------ Given records ------
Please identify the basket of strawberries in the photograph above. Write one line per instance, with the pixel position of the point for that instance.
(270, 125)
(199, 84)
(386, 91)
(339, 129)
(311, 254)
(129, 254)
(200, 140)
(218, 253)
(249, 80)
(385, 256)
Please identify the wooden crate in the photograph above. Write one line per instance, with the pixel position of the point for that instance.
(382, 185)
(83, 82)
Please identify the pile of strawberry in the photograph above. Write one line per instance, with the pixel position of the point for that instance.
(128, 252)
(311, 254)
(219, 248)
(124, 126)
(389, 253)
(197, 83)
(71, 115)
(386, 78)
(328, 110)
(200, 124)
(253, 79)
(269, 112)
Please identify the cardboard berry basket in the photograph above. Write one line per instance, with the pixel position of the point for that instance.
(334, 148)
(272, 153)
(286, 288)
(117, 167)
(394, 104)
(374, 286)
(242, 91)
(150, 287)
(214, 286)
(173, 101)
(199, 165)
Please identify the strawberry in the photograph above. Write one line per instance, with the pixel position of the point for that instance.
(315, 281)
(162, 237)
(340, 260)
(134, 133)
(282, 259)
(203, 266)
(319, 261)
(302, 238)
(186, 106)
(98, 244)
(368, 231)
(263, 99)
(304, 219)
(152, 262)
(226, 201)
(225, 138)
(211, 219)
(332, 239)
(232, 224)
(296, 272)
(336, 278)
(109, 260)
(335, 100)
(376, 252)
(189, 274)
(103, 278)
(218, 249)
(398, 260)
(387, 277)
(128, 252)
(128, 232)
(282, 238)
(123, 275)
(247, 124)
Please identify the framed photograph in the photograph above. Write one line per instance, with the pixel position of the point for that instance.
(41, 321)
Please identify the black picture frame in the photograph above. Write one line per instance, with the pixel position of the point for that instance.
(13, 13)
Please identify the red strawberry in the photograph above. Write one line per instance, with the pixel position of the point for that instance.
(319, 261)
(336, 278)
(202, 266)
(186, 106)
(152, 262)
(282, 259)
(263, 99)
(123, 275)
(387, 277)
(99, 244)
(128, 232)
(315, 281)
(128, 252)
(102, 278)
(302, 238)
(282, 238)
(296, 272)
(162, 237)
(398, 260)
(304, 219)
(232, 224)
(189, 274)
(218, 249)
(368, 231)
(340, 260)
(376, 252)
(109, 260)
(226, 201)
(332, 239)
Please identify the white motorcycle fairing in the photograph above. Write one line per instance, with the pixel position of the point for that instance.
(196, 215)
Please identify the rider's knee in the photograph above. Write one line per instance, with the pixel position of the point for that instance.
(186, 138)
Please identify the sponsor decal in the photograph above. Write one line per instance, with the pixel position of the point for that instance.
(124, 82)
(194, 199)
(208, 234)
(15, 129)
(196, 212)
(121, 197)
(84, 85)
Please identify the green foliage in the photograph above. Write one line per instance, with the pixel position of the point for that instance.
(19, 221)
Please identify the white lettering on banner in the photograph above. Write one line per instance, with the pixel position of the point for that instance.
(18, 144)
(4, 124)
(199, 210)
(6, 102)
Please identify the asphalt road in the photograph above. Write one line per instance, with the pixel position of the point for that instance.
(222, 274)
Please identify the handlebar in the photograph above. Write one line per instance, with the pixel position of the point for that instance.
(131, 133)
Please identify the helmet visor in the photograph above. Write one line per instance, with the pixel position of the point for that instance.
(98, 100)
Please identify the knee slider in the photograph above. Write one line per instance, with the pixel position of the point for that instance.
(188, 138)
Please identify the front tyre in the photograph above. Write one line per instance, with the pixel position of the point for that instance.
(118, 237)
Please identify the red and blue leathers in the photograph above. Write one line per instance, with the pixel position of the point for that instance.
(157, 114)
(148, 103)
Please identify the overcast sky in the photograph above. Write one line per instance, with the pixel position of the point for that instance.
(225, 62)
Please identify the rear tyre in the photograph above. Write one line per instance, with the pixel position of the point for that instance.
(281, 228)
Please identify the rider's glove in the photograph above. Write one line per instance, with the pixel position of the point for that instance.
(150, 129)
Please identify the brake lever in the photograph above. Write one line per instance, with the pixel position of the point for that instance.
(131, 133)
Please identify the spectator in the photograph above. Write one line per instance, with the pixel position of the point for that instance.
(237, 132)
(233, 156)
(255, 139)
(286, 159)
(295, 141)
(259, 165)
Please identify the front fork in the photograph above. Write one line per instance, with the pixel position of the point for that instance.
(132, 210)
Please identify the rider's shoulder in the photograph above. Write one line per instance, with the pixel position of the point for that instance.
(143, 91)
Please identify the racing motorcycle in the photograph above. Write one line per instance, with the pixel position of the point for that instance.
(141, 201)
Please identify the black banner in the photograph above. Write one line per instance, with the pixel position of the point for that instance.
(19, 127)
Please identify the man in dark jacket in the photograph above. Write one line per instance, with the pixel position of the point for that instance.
------
◆ **What is required**: From the first line to the last, retype the material exactly.

◆ **Output of the task**:
Please identify the basket of strawberries in the photograph above. Write one line per instance, with the pixel position of the point for that instance.
(270, 125)
(199, 84)
(386, 91)
(339, 129)
(311, 254)
(129, 254)
(200, 140)
(218, 253)
(249, 80)
(385, 256)
Please identify the wooden crate in the photograph above. Write one line per instance, with the pixel position of the point for that instance.
(382, 185)
(83, 82)
Please identify the pile of strawberry in the photograph above. Write one line per instance, with the pixel position of the point for that instance.
(128, 252)
(311, 254)
(219, 248)
(124, 126)
(389, 253)
(197, 83)
(71, 115)
(386, 78)
(328, 110)
(200, 124)
(253, 79)
(269, 112)
Please identify the cardboard berry basket in the photograph above. Write one line per instance, with the pixel position of the point for that instance.
(334, 148)
(272, 153)
(286, 288)
(117, 167)
(394, 104)
(374, 286)
(242, 91)
(150, 287)
(214, 286)
(173, 101)
(199, 165)
Please identify the strawberry in the photograph above. Write one line per instance, with the pixel position of the point for that instance.
(315, 281)
(162, 237)
(340, 260)
(134, 133)
(282, 259)
(203, 266)
(319, 261)
(302, 238)
(186, 106)
(98, 244)
(368, 231)
(263, 99)
(304, 219)
(152, 262)
(226, 201)
(225, 138)
(211, 219)
(332, 239)
(232, 224)
(296, 272)
(336, 278)
(109, 260)
(335, 100)
(376, 252)
(189, 274)
(103, 278)
(218, 249)
(398, 260)
(387, 277)
(128, 252)
(128, 232)
(282, 238)
(123, 275)
(247, 124)
Please identify the framed photograph in the photograph above. Write one line per instance, with the pixel position of the point for that instance.
(41, 321)
Please identify the black picture frame in the photograph above. Write one line per instance, with the pixel position of the point for that instance.
(13, 13)
Please identify the red strawberry in the photograph above. Write one line per instance, with the pixel position of the point for that instance.
(319, 261)
(336, 278)
(202, 266)
(186, 106)
(152, 262)
(282, 259)
(263, 99)
(123, 275)
(387, 277)
(99, 244)
(128, 232)
(315, 281)
(128, 252)
(102, 278)
(302, 238)
(282, 238)
(296, 272)
(162, 237)
(398, 260)
(304, 219)
(232, 224)
(189, 274)
(218, 249)
(368, 231)
(340, 260)
(376, 252)
(109, 260)
(226, 201)
(332, 239)
Please identify the white motorcycle fairing in the photograph above. Write one line per instance, with the pixel position of the point for that instance.
(196, 215)
Please identify the rider's knee in the photograph above. Write one line per instance, with the pixel position of the point for that instance.
(186, 138)
Please identify the sponsor decal in the photograph above. Write one line per instance, with the pixel position of the point for that instance.
(124, 82)
(194, 199)
(208, 234)
(15, 129)
(196, 212)
(121, 197)
(84, 85)
Please identify the green foliage in the photograph above. Write one line per instance, with the pixel position of the point for that instance.
(19, 221)
Please identify the white lettering on banner in the photograph above. Write one line per instance, with the pixel position of the point for that instance.
(18, 144)
(4, 124)
(199, 210)
(6, 102)
Please identify the asphalt road in the photograph above. Write one line per instance, with the pixel position of the point for that instance.
(222, 274)
Please identify the handlebar in the photograph above. Write one line per instance, with the pixel position of the point for that instance.
(131, 133)
Please identify the helmet visor in the photograph above. Write one line per instance, with the pixel position of the point for that instance.
(98, 100)
Please identify the knee slider in the photograph above. Write one line per instance, with the pixel position of the point for that instance.
(188, 138)
Please identify the front tyre in the photograph above. Write one line per instance, with the pixel position of the point for that instance.
(118, 237)
Please identify the red and blue leathers in the photograph above. Write one line per instance, with the pixel position of the point for that instance.
(157, 114)
(148, 103)
Please identify the overcast sky in the photograph above. Write one line per instance, with the pixel position of the point for that instance.
(225, 62)
Please identify the rear tyre in the photograph above. Write one line per instance, with the pixel position of the point for that instance.
(281, 228)
Please identify the rider's glove in the photograph above. Write one line per instance, with the pixel position of the point for that instance.
(150, 129)
Please identify the brake lever in the photograph above. Write one line per instance, with the pixel position of the point for that instance.
(131, 133)
Please identify the spectator in the photograph above. Write one line per instance, with the pixel position of the point for that instance.
(237, 132)
(233, 156)
(255, 139)
(286, 159)
(295, 141)
(259, 165)
Please identify the front fork in the photograph above. Write one line per instance, with the pixel position of the point for that instance.
(132, 210)
Please identify the rider's shoulder in the photograph above. Write one line per instance, with the pixel position of the point for that instance.
(143, 91)
Please identify the racing motorcycle in the photograph above. Write one line per instance, with the pixel position of the point for that instance.
(141, 201)
Please identify the black banner in the photograph above. Write one line per instance, with the pixel position of the point for that instance.
(19, 127)
Please identify the man in dark jacket in the photograph above. Write one line per instance, with the pixel position of the point for that instance.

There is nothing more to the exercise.